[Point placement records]
-- start --

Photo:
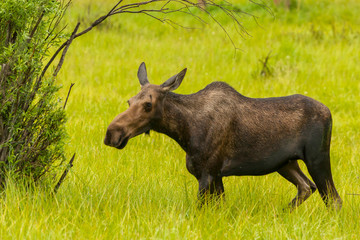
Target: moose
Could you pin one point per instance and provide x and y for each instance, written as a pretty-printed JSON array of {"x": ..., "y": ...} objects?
[{"x": 225, "y": 133}]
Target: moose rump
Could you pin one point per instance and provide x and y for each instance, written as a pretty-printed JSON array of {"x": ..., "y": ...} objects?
[{"x": 225, "y": 133}]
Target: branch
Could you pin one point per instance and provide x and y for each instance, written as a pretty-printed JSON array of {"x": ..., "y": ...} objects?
[
  {"x": 72, "y": 84},
  {"x": 70, "y": 164},
  {"x": 61, "y": 61}
]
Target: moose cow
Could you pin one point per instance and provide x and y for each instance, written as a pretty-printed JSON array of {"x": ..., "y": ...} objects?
[{"x": 225, "y": 133}]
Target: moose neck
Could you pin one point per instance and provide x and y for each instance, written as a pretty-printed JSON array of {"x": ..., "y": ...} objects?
[{"x": 176, "y": 119}]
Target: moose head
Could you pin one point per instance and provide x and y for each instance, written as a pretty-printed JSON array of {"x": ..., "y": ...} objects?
[{"x": 144, "y": 108}]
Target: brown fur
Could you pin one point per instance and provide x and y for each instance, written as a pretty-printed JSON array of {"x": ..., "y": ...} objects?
[{"x": 225, "y": 133}]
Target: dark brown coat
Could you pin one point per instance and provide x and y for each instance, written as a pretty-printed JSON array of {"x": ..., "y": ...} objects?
[{"x": 225, "y": 133}]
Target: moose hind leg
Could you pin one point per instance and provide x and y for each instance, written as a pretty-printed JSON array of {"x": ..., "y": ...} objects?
[
  {"x": 320, "y": 171},
  {"x": 210, "y": 188},
  {"x": 305, "y": 187}
]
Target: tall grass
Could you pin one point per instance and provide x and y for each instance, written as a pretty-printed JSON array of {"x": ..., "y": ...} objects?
[{"x": 145, "y": 191}]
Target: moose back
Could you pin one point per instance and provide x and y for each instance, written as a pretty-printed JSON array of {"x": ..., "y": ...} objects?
[{"x": 225, "y": 133}]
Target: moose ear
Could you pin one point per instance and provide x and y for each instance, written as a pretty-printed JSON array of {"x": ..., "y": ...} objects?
[
  {"x": 174, "y": 82},
  {"x": 142, "y": 75}
]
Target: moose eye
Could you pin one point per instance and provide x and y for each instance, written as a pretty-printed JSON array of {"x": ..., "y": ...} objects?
[{"x": 147, "y": 106}]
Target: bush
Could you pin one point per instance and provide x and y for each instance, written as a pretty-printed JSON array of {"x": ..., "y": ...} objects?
[{"x": 32, "y": 130}]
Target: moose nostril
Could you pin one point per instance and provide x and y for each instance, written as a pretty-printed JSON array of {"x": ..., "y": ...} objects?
[{"x": 107, "y": 139}]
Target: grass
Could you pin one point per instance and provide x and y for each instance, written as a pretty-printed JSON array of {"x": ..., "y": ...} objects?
[{"x": 145, "y": 191}]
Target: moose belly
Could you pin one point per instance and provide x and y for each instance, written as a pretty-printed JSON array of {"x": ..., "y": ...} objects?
[{"x": 258, "y": 164}]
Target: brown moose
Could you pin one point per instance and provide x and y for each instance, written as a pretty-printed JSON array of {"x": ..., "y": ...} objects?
[{"x": 225, "y": 133}]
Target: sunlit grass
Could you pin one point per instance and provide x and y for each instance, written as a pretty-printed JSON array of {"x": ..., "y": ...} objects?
[{"x": 145, "y": 191}]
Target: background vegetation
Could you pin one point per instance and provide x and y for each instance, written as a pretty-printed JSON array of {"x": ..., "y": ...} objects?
[{"x": 145, "y": 191}]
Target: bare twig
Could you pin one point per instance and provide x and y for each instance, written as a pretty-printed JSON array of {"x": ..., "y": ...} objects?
[
  {"x": 61, "y": 61},
  {"x": 70, "y": 164},
  {"x": 67, "y": 97},
  {"x": 265, "y": 71}
]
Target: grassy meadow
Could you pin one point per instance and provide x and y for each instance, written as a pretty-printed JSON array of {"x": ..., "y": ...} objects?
[{"x": 144, "y": 191}]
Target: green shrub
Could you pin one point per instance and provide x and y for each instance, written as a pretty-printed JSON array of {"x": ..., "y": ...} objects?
[{"x": 32, "y": 130}]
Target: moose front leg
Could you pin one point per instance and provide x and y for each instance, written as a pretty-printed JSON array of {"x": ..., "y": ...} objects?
[{"x": 210, "y": 188}]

-- end --

Written request —
Revise every one of the point placement items above, replacing each occurrence of "Target" with "Label" and leaving all other text unchanged. Omit the pictures from your answer.

Response —
Photo:
Label: moose
Could you pin one point per instance and provide x and y for each instance, written as a pretty-printed JSON array of {"x": ..., "y": ...} objects?
[{"x": 225, "y": 133}]
Label: moose rump
Could you pin one point per instance and provide x and y for each instance, written as a pretty-printed JSON array of {"x": ..., "y": ...} objects?
[{"x": 225, "y": 133}]
Label: branch
Could you pin one point per instance and provide x and y for each instance, written as a pretty-printed JSON array of {"x": ..., "y": ...} objects?
[
  {"x": 72, "y": 84},
  {"x": 70, "y": 164},
  {"x": 61, "y": 61}
]
Label: moose cow
Could you pin one point per instance and provide x and y for each instance, written as a pretty-printed JSON array of {"x": ..., "y": ...} objects?
[{"x": 225, "y": 133}]
Label: moose neck
Could you pin one point per instance and provide x and y for each instance, written as a pretty-printed JSON array of {"x": ..., "y": ...} objects?
[{"x": 176, "y": 119}]
Label: moose head
Could you pin one point per instance and provide x and y for each instance, written as a pretty-printed JSON array of {"x": ..., "y": ...} objects?
[{"x": 144, "y": 108}]
Label: brown fur
Could you pin one point per instance and provide x and y for each instance, written as a pretty-printed JSON array of {"x": ..., "y": ...} objects?
[{"x": 225, "y": 133}]
Label: dark brown coat
Could you pin one point per instance and provide x and y for each instance, written as a pretty-printed JSON array of {"x": ..., "y": ...} objects?
[{"x": 225, "y": 133}]
Label: moose hind leg
Could you pin one point per instance and provide x and y for each instance, written as a pretty-printed JSON array of {"x": ..., "y": ...} objects?
[
  {"x": 320, "y": 171},
  {"x": 210, "y": 188},
  {"x": 305, "y": 187}
]
Label: tall grass
Could you pin one point per instance and provide x and y for each instance, written as a pretty-printed JSON array of {"x": ..., "y": ...} objects?
[{"x": 145, "y": 191}]
Label: moose back
Could you pin one point per instance and provide x and y for each instance, written as a pretty-printed JSON array of {"x": ..., "y": ...} objects?
[{"x": 225, "y": 133}]
Label: moose ear
Could you pin one point per instance and provide x and y for each instance, written as a pretty-printed JSON array of {"x": ..., "y": ...} objects?
[
  {"x": 174, "y": 82},
  {"x": 142, "y": 75}
]
Label: moose eye
Could you pin one point per instance and provide x and y for each instance, written as a pretty-printed JSON array of {"x": ..., "y": ...} objects?
[{"x": 147, "y": 106}]
Label: bush
Could you pin one point per instance and provide x and y for each instance, written as a pretty-printed JSON array of {"x": ..., "y": ...} objects?
[{"x": 32, "y": 130}]
Label: moose nostril
Could you pin one point per instance and provide x and y for each instance, written as a pretty-printed JSON array of {"x": ..., "y": ...} objects?
[{"x": 107, "y": 139}]
Label: grass
Could you pin one point per instance and provide x and y for each instance, written as a pretty-printed JSON array of {"x": ..., "y": ...} objects?
[{"x": 145, "y": 191}]
Label: moose belly
Could you pin one point per instance and provide x and y for each instance, written as a pretty-printed JSON array of {"x": ..., "y": ...} objects?
[{"x": 258, "y": 164}]
Label: brown moose
Could you pin one point per instance and provide x and y for each instance, written as a pretty-printed JSON array of {"x": ..., "y": ...} objects?
[{"x": 225, "y": 133}]
Label: sunlit grass
Could you pin one point per instance and provide x and y for each instance, written as a pretty-printed JSON array of {"x": ..., "y": ...} objects?
[{"x": 145, "y": 191}]
Label: background vegetation
Could you pin one point per instance and provide x and y for each instance, written as a pretty-printed JSON array of {"x": ..., "y": ...} objects?
[{"x": 145, "y": 191}]
Label: bare twig
Could you pin one point per instance and provide x and y for each instance, written as a pretty-printed JSON array of {"x": ..., "y": ...} objects?
[
  {"x": 61, "y": 61},
  {"x": 70, "y": 164},
  {"x": 67, "y": 97},
  {"x": 265, "y": 71}
]
Label: grassy meadow
Could you pin one point per instance and provide x and y for each instance, written as a pretty-printed JSON array of {"x": ..., "y": ...} objects?
[{"x": 144, "y": 191}]
Label: green shrub
Could you pin one point per instance and provide x and y for each instance, written as a pretty-printed JSON array of {"x": ..., "y": ...} objects?
[{"x": 32, "y": 130}]
Label: moose front leg
Could you pin one point per instance and provide x and y for each instance, written as a pretty-printed JSON array of {"x": ..., "y": ...} objects?
[{"x": 210, "y": 188}]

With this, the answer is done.